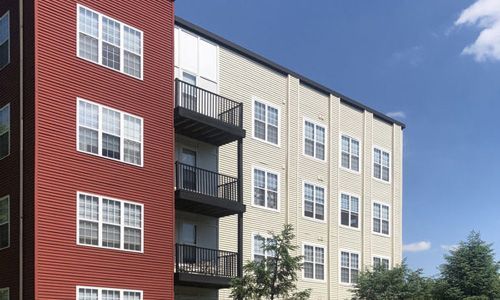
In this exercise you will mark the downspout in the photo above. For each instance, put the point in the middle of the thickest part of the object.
(21, 146)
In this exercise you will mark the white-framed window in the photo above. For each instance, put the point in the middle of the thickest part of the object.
(381, 218)
(265, 189)
(381, 164)
(4, 222)
(108, 42)
(350, 153)
(349, 210)
(383, 262)
(314, 262)
(4, 294)
(95, 293)
(314, 140)
(314, 201)
(266, 120)
(109, 133)
(258, 251)
(5, 131)
(110, 223)
(349, 267)
(4, 40)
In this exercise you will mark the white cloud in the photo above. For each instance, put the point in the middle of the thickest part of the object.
(417, 247)
(485, 15)
(449, 247)
(397, 114)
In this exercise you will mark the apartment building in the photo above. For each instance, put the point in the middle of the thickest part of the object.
(327, 164)
(86, 150)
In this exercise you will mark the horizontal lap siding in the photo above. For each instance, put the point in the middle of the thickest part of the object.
(61, 265)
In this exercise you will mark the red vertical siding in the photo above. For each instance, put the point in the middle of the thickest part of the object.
(61, 171)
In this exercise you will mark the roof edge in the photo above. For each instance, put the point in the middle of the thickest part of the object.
(281, 69)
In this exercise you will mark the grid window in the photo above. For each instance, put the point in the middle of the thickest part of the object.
(381, 164)
(350, 153)
(4, 40)
(314, 201)
(380, 262)
(265, 189)
(5, 131)
(314, 140)
(349, 267)
(4, 222)
(100, 132)
(266, 123)
(109, 223)
(259, 253)
(91, 293)
(314, 262)
(349, 211)
(381, 218)
(121, 54)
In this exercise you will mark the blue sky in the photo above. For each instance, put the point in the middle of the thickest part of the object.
(402, 56)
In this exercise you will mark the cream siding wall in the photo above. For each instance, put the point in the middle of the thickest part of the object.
(241, 79)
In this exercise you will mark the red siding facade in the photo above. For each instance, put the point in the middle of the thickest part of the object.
(55, 171)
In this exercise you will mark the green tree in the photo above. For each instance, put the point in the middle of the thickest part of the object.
(275, 276)
(395, 284)
(470, 271)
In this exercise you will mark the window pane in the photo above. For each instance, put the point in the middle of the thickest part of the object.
(88, 233)
(111, 56)
(87, 294)
(88, 140)
(88, 47)
(110, 236)
(110, 146)
(88, 22)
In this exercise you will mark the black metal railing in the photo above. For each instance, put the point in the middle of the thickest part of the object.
(196, 99)
(205, 182)
(204, 261)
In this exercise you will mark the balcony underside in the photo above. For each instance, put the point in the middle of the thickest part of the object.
(199, 280)
(205, 128)
(206, 205)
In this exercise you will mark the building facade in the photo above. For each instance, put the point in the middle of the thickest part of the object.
(86, 150)
(313, 158)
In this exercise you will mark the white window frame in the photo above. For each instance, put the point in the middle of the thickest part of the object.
(381, 257)
(8, 292)
(325, 261)
(360, 209)
(7, 198)
(6, 15)
(278, 189)
(351, 138)
(325, 212)
(100, 289)
(267, 237)
(100, 132)
(373, 217)
(316, 125)
(267, 104)
(360, 267)
(100, 222)
(7, 106)
(382, 150)
(100, 41)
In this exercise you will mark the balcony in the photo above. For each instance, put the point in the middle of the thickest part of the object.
(203, 267)
(206, 192)
(206, 116)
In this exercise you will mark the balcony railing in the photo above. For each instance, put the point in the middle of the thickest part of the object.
(196, 99)
(205, 182)
(204, 261)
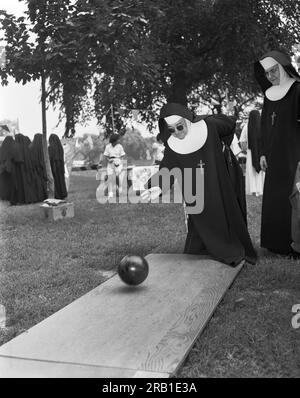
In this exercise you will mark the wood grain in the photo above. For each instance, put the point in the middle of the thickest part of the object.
(148, 328)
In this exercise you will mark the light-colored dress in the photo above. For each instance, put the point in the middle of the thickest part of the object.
(115, 153)
(254, 181)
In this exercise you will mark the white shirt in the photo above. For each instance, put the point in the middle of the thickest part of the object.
(114, 151)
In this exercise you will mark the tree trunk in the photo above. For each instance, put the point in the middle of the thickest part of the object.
(179, 89)
(50, 184)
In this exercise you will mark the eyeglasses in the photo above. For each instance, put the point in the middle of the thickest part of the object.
(172, 130)
(272, 71)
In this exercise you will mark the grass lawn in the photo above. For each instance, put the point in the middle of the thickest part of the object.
(47, 265)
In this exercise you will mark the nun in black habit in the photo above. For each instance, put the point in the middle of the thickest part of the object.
(39, 168)
(9, 159)
(219, 230)
(56, 155)
(280, 153)
(25, 172)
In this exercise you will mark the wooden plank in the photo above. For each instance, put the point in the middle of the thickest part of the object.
(149, 328)
(27, 368)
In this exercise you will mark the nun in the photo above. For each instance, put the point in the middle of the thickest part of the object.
(219, 228)
(250, 141)
(280, 152)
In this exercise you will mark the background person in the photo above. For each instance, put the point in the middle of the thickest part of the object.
(250, 141)
(195, 142)
(280, 153)
(114, 153)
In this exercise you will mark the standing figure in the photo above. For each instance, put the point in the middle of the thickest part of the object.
(193, 147)
(250, 141)
(25, 171)
(158, 150)
(57, 162)
(280, 147)
(114, 152)
(9, 158)
(39, 168)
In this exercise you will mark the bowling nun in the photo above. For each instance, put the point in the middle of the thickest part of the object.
(219, 227)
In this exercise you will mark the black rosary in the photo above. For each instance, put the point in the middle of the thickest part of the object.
(273, 118)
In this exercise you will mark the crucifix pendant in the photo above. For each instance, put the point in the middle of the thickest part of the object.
(273, 118)
(201, 165)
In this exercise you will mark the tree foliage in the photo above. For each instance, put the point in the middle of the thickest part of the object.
(137, 54)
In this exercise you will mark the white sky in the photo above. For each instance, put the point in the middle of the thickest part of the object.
(22, 102)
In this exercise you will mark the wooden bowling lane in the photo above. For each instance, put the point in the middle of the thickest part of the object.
(145, 328)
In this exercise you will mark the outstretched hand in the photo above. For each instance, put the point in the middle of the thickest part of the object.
(151, 194)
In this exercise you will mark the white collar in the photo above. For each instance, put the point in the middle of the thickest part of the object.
(194, 140)
(275, 93)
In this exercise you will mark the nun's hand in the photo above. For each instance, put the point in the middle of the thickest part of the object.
(263, 163)
(151, 194)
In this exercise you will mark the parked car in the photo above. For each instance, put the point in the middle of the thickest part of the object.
(82, 164)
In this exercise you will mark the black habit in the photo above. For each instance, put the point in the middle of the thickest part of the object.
(56, 155)
(39, 168)
(220, 229)
(9, 158)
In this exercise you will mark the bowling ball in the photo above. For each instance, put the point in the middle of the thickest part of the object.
(133, 270)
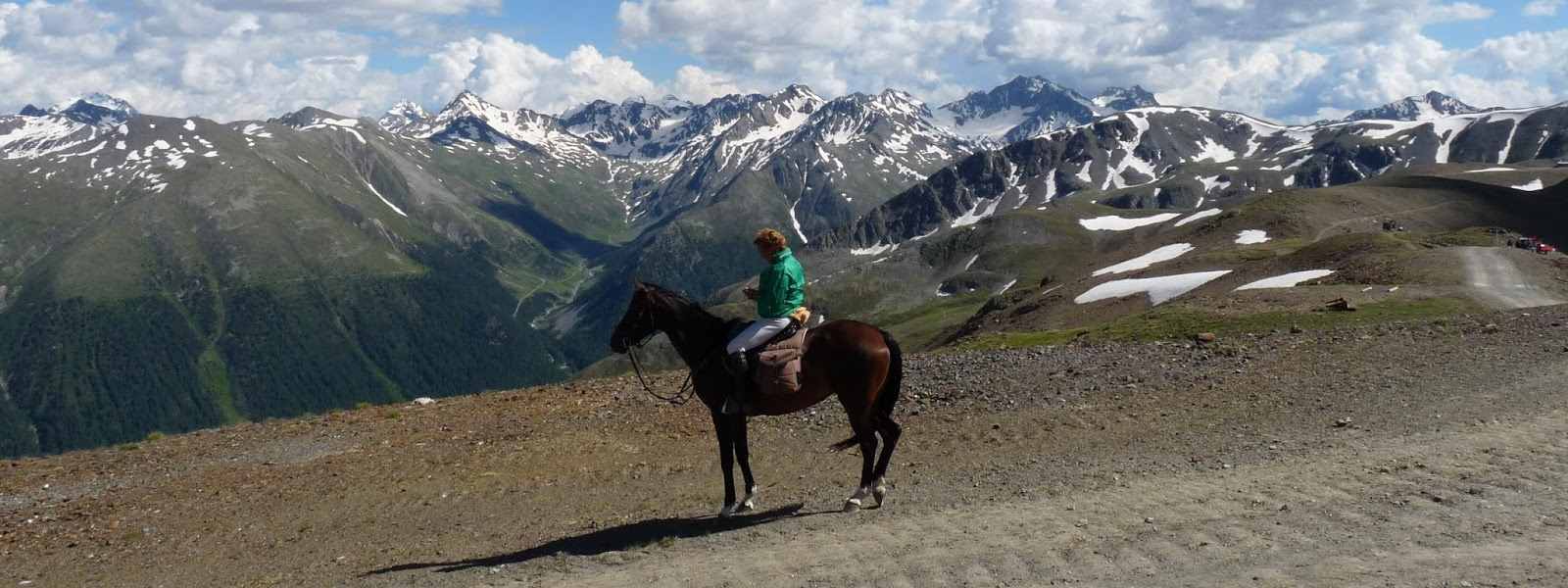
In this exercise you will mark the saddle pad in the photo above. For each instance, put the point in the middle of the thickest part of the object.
(778, 366)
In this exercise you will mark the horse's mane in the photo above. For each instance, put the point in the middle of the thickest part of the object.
(681, 305)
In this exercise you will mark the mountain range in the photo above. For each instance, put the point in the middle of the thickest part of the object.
(169, 273)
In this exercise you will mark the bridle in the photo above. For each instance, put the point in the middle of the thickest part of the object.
(686, 391)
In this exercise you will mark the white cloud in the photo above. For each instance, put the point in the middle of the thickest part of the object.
(1280, 59)
(833, 46)
(1544, 8)
(258, 59)
(516, 74)
(700, 85)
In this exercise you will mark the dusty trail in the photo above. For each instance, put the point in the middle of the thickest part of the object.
(1486, 506)
(1496, 279)
(1100, 465)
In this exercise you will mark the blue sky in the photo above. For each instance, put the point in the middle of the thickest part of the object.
(1283, 60)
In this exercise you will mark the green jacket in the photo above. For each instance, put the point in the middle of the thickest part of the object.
(781, 287)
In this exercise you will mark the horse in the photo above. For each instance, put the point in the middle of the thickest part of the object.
(858, 363)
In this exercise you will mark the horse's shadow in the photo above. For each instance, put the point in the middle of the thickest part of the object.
(612, 540)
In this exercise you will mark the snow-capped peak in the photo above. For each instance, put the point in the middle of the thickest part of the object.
(1120, 99)
(93, 109)
(402, 117)
(1018, 110)
(98, 99)
(1427, 107)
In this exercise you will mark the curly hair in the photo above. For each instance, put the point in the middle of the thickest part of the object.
(770, 239)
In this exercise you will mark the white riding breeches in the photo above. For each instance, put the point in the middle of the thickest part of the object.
(757, 334)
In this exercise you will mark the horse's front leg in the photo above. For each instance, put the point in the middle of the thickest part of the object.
(744, 454)
(726, 460)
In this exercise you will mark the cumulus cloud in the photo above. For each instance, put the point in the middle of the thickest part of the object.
(516, 74)
(833, 46)
(258, 59)
(1544, 8)
(1280, 59)
(700, 85)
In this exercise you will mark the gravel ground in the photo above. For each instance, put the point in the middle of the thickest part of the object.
(1416, 454)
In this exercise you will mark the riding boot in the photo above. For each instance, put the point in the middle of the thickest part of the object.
(739, 397)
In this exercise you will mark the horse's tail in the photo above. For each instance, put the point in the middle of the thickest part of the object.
(891, 388)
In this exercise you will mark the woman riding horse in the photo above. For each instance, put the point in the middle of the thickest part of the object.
(780, 294)
(857, 363)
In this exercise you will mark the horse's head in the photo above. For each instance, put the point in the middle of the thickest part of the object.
(639, 320)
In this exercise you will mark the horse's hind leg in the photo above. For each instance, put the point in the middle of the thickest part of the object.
(744, 455)
(890, 431)
(726, 460)
(867, 436)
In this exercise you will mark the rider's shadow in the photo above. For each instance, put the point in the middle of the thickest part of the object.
(613, 540)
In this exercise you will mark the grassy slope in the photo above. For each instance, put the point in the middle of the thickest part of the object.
(1332, 227)
(278, 287)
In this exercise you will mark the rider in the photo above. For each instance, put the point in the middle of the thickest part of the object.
(781, 289)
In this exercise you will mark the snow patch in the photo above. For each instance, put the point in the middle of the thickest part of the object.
(384, 200)
(1288, 281)
(1251, 237)
(874, 250)
(1121, 223)
(1145, 261)
(1199, 216)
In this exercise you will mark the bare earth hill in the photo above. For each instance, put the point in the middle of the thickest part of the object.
(1431, 452)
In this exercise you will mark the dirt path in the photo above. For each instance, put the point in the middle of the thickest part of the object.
(1494, 276)
(1487, 506)
(1100, 465)
(1374, 220)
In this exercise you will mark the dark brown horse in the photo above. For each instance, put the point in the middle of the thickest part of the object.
(854, 361)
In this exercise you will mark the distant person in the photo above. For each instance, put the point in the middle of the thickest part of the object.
(781, 289)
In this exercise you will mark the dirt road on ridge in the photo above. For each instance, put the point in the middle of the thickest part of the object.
(1421, 454)
(1499, 281)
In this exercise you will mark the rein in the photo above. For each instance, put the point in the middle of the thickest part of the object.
(682, 394)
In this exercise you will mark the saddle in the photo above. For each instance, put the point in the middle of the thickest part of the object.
(775, 366)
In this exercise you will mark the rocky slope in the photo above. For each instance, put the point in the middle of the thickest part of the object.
(1165, 157)
(1431, 106)
(1105, 463)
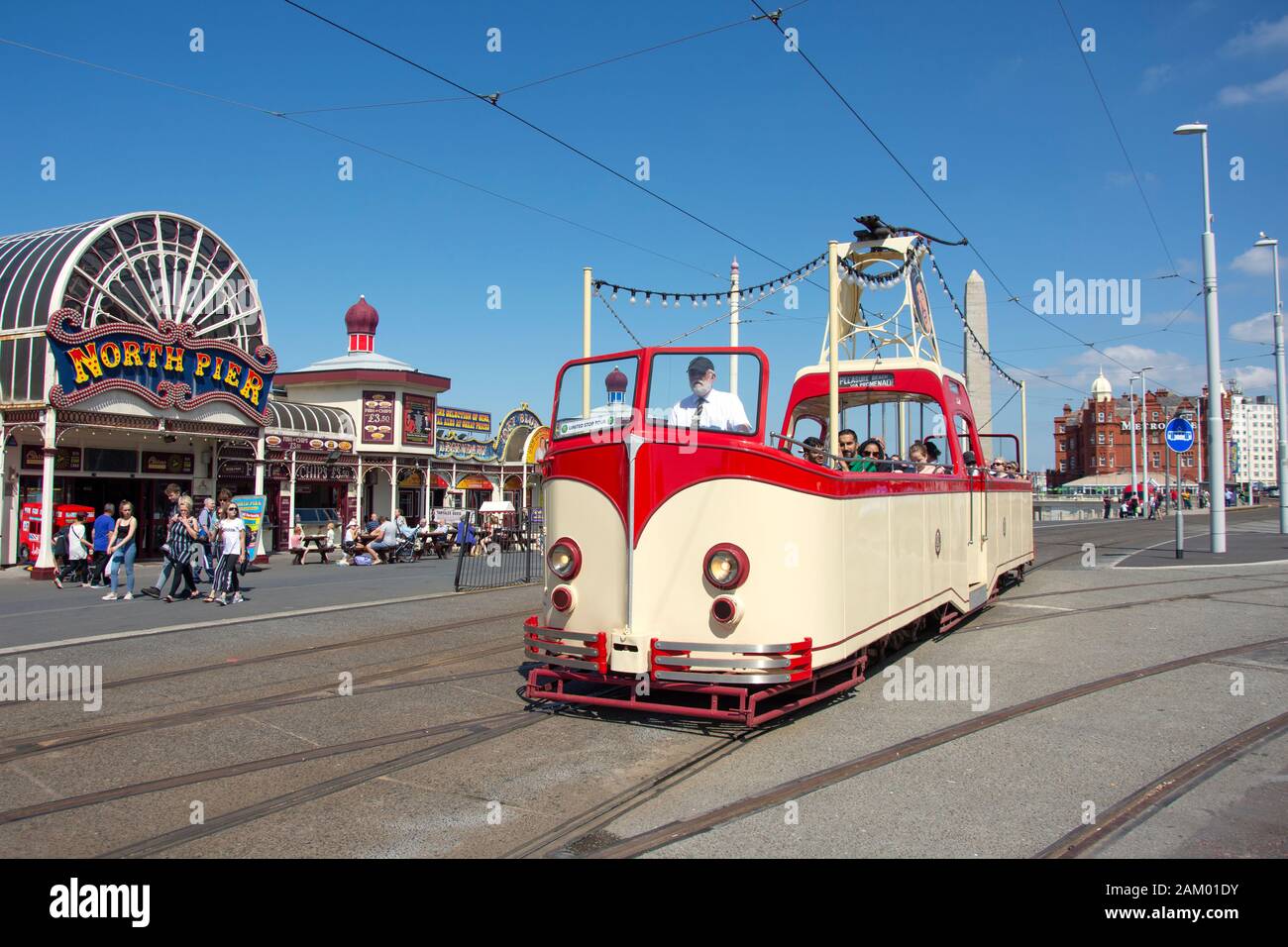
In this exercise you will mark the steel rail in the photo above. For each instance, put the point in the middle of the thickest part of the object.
(794, 789)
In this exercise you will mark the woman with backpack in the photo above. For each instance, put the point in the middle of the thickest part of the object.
(121, 551)
(231, 544)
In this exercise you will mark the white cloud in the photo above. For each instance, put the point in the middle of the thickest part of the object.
(1168, 367)
(1265, 90)
(1261, 329)
(1258, 38)
(1256, 377)
(1155, 77)
(1256, 261)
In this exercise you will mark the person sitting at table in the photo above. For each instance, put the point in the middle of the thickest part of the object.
(382, 539)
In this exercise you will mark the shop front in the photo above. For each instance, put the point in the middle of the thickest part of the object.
(356, 433)
(133, 355)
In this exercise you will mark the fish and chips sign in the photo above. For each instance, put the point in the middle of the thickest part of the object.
(167, 367)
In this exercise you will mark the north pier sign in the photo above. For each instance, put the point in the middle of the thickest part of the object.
(167, 365)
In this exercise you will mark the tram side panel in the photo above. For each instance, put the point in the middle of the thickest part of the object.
(590, 518)
(797, 579)
(910, 567)
(871, 525)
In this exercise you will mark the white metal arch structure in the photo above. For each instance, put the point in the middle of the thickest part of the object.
(141, 269)
(313, 420)
(910, 330)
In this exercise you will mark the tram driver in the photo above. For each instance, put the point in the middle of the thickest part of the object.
(707, 407)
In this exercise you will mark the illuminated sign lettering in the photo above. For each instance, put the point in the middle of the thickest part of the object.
(167, 365)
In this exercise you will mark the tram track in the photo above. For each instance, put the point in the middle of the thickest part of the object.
(13, 749)
(793, 789)
(1142, 585)
(1108, 607)
(553, 841)
(1145, 801)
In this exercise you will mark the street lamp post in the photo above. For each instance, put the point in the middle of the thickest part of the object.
(1144, 437)
(1280, 389)
(1131, 427)
(1216, 419)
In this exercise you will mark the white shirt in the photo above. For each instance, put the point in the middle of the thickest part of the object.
(721, 411)
(230, 532)
(75, 541)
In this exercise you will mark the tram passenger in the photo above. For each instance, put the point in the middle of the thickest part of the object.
(868, 457)
(707, 407)
(849, 444)
(919, 457)
(814, 453)
(931, 451)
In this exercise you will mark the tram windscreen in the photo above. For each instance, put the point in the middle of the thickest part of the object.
(608, 406)
(711, 392)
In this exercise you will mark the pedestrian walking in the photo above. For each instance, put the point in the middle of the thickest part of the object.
(231, 538)
(180, 540)
(103, 526)
(206, 521)
(123, 549)
(171, 514)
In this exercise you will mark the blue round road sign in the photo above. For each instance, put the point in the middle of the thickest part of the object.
(1179, 434)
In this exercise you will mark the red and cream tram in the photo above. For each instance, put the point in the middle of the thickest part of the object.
(700, 565)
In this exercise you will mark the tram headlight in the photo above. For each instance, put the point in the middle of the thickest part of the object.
(726, 566)
(565, 558)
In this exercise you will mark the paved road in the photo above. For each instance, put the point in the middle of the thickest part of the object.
(434, 754)
(38, 612)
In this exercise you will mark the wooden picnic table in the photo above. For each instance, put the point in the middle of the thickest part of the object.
(318, 543)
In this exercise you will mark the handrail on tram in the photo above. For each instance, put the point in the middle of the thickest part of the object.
(885, 466)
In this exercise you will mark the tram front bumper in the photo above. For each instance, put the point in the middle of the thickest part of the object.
(699, 663)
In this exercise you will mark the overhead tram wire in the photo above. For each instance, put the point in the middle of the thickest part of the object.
(1122, 147)
(372, 149)
(1012, 296)
(493, 99)
(619, 320)
(535, 82)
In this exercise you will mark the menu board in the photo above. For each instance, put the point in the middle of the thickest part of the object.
(417, 420)
(279, 442)
(377, 418)
(178, 464)
(463, 419)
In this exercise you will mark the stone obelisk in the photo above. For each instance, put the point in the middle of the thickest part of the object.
(979, 380)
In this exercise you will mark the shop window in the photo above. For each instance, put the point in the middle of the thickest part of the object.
(110, 460)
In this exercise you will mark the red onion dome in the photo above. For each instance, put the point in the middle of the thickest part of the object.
(361, 318)
(616, 380)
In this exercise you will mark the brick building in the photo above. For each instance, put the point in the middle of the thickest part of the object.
(1095, 438)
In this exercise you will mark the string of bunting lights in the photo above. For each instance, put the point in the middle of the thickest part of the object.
(857, 277)
(746, 292)
(619, 321)
(966, 325)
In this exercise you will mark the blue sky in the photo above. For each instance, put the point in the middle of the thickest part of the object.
(735, 129)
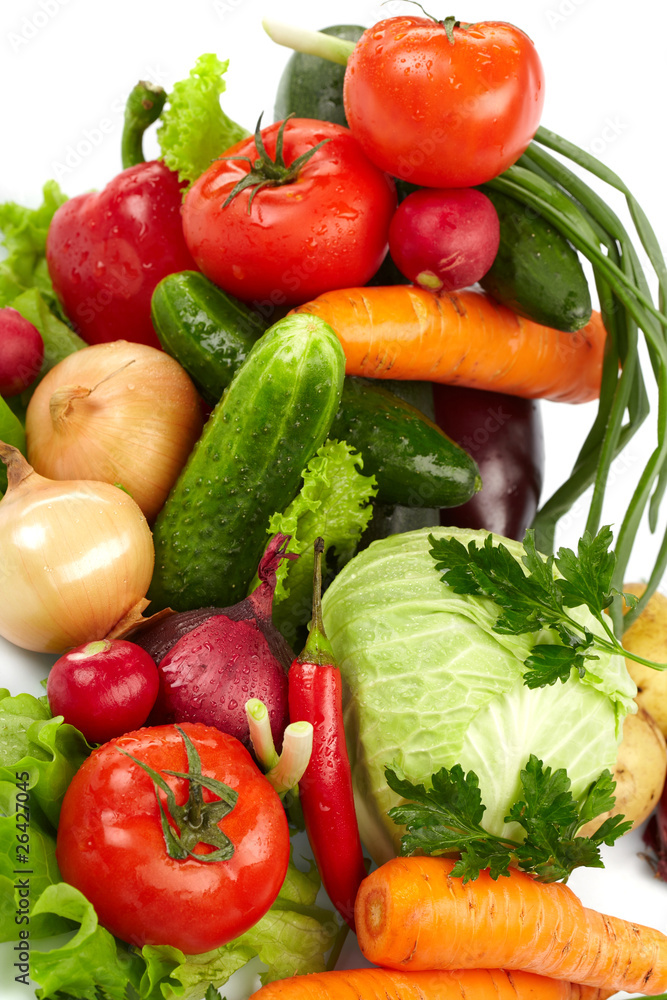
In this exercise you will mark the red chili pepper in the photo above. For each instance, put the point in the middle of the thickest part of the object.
(325, 791)
(106, 251)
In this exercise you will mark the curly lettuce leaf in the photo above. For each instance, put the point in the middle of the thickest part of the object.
(24, 238)
(293, 937)
(40, 862)
(334, 503)
(194, 129)
(91, 959)
(46, 748)
(59, 341)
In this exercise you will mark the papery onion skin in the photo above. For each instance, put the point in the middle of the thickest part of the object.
(76, 556)
(135, 428)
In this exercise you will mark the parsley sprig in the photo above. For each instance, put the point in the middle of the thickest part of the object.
(533, 596)
(447, 819)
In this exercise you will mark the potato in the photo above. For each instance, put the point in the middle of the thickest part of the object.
(647, 637)
(640, 771)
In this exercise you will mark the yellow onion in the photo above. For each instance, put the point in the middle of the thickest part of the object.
(75, 558)
(120, 413)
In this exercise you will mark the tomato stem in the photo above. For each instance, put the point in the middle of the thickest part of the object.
(265, 172)
(197, 821)
(143, 107)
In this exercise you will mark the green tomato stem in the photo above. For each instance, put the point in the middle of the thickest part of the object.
(314, 43)
(143, 107)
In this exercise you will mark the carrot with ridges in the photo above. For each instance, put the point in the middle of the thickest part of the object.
(412, 914)
(387, 984)
(461, 338)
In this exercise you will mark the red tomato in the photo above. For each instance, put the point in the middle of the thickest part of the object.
(111, 845)
(443, 113)
(325, 229)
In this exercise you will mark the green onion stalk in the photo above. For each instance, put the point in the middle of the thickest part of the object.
(546, 184)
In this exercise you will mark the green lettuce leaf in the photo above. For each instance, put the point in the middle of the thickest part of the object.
(47, 749)
(399, 634)
(194, 129)
(293, 937)
(334, 502)
(59, 341)
(91, 959)
(24, 238)
(38, 872)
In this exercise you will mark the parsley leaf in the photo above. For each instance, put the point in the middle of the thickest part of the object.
(537, 592)
(447, 819)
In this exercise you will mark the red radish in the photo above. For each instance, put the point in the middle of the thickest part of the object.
(21, 352)
(104, 688)
(213, 660)
(157, 638)
(210, 674)
(444, 238)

+++

▸ **DE OPDRACHT**
Zet het stuk van de regel met "In this exercise you will mark the red radish" tot en met het einde van het materiaal om in een JSON-lijst van strings, met één string per regel en zonder lege regels.

▸ **HET ANTWOORD**
[
  "In this exercise you will mark the red radish in the photo above. For each instance, put the point in the middle of the thickest part of the object.",
  "(21, 352)",
  "(104, 688)",
  "(213, 660)",
  "(157, 638)",
  "(210, 674)",
  "(444, 238)"
]